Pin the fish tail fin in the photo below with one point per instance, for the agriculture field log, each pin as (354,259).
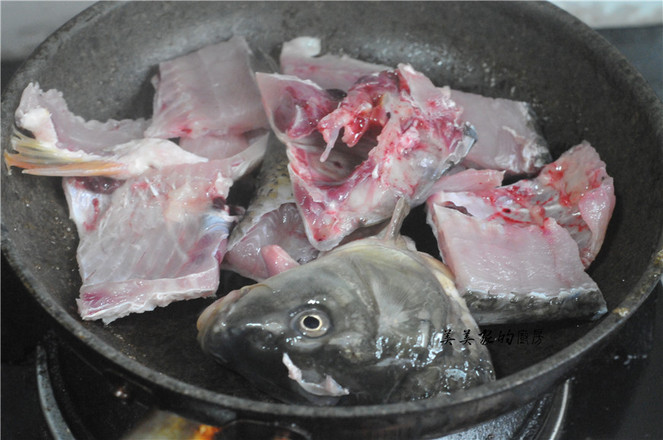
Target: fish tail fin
(44,159)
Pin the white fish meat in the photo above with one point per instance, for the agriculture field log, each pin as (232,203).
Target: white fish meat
(155,239)
(519,252)
(47,116)
(400,134)
(508,139)
(64,144)
(271,220)
(507,136)
(301,57)
(211,90)
(236,155)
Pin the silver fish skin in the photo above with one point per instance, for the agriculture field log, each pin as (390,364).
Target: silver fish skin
(373,321)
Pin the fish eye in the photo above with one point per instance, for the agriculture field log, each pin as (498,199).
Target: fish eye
(312,323)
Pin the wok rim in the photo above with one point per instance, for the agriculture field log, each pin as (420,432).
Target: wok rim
(554,368)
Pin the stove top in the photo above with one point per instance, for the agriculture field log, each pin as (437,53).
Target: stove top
(616,396)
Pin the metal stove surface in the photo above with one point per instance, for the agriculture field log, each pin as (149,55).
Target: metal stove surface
(616,396)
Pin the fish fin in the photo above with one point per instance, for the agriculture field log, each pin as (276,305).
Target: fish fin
(44,159)
(276,259)
(392,231)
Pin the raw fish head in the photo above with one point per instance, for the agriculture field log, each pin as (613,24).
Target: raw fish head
(362,324)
* * * * * * * * *
Your objective -> Return each entry exactly as given. Leave the images out.

Written reply ->
Pin the fish tail fin in the photo below with one point per instance, for the agriculture field log, each pin as (354,259).
Target: fish tail fin
(44,159)
Pin the white fish meat in the photo above with one point per instance, for the agriculture field log, each pin as (232,203).
Target: white fish meat
(155,239)
(519,252)
(47,116)
(400,134)
(508,139)
(64,144)
(271,220)
(507,136)
(301,57)
(211,90)
(236,155)
Pin the silver fish skin in the photo above with one point per instance, for the agriculture field log, each pin as (390,364).
Target: silver fish skin
(373,321)
Pin the fish eye in the photo above with one point per instance, for the agriculture field log, each pin as (498,199).
Target: fish eye
(312,323)
Pin the wok rim in the photo above with one point per instance, for the agriculture field log, each pin as (420,432).
Target: wok rim
(554,368)
Pin the stove top in the photo above with one point per instance, for the agriculture field log, each pin as (437,53).
Target: stove top
(616,396)
Pin the metal stove surface in the photo above with one point per instance, for the agriculture field log, each pin as (149,55).
Target: metal stove surface
(616,396)
Pin the fish fin in the photo above with one point per instance, for the agriculture field log, each pin as (276,305).
Target: fish fin
(44,159)
(276,259)
(392,231)
Pin the raw fish head in the photo above with one point per instance, for the agriculture field log, each pin as (613,24).
Target: raw fish head
(362,324)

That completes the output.